-- EXCERPTED PASSAGE --
--------------------

You are reading a peer-reviewed article. Two other people read and reviewed this column before it was printed in The Gannon Knight.
I know what you’re thinking. “But wait, aren’t I in the opinion section of the newspaper? Isn’t this somebody’s own commentary on the next-to-dystopian world I’m living in?”
The answer is yes. And no. While The Knight’s perspective pages are the only place to find more subjective material, we practice fact-checking on the student paper, believe it or not.
Don’t believe me? Neither did one of my Writing Center clients. I love the look of sheer disbelief on students’ faces when I tell them they can in fact use the news to supplement their research.
In all fairness, there probably aren’t many peer-reviewed articles about stories that started out in the news like the Michael Brown case.
I suppose I should acknowledge the elephant in the room, which seems to be the reason why students are so reluctant to cite the media in legitimate research.
What about fake news? Aren’t all the stations biased and brainwashing us to follow their wishes like sheeple?
I suppose if you’re into labels and the myth that mainstream media are all part of Big Brother’s plan to misinform you, then yes. Sure. Whatever coddles you and makes you feel validated.
I’m not a journalism major, but I’ve taken three journalism writing courses where we talked about the standards in journalism – the first of which says journalists need to strive for accuracy in all stories and take responsibility for it, no excuses.
Would you discredit a doctor’s training if he or she diagnosed you with a broken leg just because he or she missed a diagnosis before? Probably not.
Journalists are trained to seek and report the truth, and labels like “fake news” discredit our training. And the writers who fabricate stories for click-bait “news” articles don’t see themselves as journalists in many cases, according to “60 Minutes.”
The CBS news magazine did a piece on “fake news” and talked to Jestin Coler from National Report, who said he saw his stories as fiction, although he acknowledged many people took them for fact. Coler said people are more likely to trust stories that look like news online, even if the facts don’t quite add up.

--------------------

-- WHAT IS EXPECTED --
Write out the entire column on citing the news in research, word for word. The records have nothing to do with this.

--------------------

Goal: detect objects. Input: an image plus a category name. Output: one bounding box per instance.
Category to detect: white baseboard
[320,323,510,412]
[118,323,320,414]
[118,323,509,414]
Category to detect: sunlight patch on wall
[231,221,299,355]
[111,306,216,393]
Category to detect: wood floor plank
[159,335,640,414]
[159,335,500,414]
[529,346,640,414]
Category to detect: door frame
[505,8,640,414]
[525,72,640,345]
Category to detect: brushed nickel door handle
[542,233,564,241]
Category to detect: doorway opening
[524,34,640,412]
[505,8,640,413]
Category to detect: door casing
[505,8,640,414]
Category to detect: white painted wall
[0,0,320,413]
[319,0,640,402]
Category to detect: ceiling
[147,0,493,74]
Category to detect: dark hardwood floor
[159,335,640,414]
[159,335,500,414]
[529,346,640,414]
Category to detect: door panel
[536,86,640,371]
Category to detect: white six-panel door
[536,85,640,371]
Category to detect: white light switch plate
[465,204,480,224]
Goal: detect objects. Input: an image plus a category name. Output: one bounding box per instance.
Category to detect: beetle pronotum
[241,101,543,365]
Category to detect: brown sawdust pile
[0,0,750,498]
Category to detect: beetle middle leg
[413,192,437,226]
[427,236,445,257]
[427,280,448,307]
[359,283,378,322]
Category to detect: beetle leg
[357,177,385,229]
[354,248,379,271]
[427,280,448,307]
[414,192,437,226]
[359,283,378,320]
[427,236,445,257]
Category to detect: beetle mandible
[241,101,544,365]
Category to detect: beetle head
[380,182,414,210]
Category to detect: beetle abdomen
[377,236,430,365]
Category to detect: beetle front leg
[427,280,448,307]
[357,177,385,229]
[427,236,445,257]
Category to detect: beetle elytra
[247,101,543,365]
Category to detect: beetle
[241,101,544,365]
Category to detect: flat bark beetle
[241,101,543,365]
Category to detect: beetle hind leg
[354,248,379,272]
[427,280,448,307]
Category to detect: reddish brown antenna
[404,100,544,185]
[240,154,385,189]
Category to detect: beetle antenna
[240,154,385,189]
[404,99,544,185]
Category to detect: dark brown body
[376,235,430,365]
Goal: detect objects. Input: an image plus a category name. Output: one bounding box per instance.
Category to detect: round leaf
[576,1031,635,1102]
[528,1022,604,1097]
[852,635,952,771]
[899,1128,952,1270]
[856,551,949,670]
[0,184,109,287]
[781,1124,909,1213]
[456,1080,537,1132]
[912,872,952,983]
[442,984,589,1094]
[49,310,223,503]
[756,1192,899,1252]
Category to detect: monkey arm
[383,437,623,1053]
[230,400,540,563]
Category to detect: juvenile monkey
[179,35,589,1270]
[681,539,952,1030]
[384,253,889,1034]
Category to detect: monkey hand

--------------------

-- SOLVED PROBLEM --
You are reading a peer-reviewed article. Two other people read and reviewed this column before it was printed in The Gannon Knight.
I know what you’re thinking. “But wait, aren’t I in the opinion section of the newspaper? Isn’t this somebody’s own commentary on the next-to-dystopian world I’m living in?”
The answer is yes. And no. While The Knight’s perspective pages are the only place to find more subjective material, we practice fact-checking on the student paper, believe it or not.
Don’t believe me? Neither did one of my Writing Center clients. I love the look of sheer disbelief on students’ faces when I tell them they can in fact use the news to supplement their research.
In all fairness, there probably aren’t many peer-reviewed articles about stories that started out in the news like the Michael Brown case.
I suppose I should acknowledge the elephant in the room, which seems to be the reason why students are so reluctant to cite the media in legitimate research.
What about fake news? Aren’t all the stations biased and brainwashing us to follow their wishes like sheeple?
I suppose if you’re into labels and the myth that mainstream media are all part of Big Brother’s plan to misinform you, then yes. Sure. Whatever coddles you and makes you feel validated.
I’m not a journalism major, but I’ve taken three journalism writing courses where we talked about the standards in journalism – the first of which says journalists need to strive for accuracy in all stories and take responsibility for it, no excuses.
Would you discredit a doctor’s training if he or she diagnosed you with a broken leg just because he or she missed a diagnosis before? Probably not.
Journalists are trained to seek and report the truth, and labels like “fake news” discredit our training. And the writers who fabricate stories for click-bait “news” articles don’t see themselves as journalists in many cases, according to “60 Minutes.”
The CBS news magazine did a piece on “fake news” and talked to Jestin Coler from National Report, who said he saw his stories as fiction, although he acknowledged many people took them for fact. Coler said people are more likely to trust stories that look like news online, even if the facts don’t quite add up.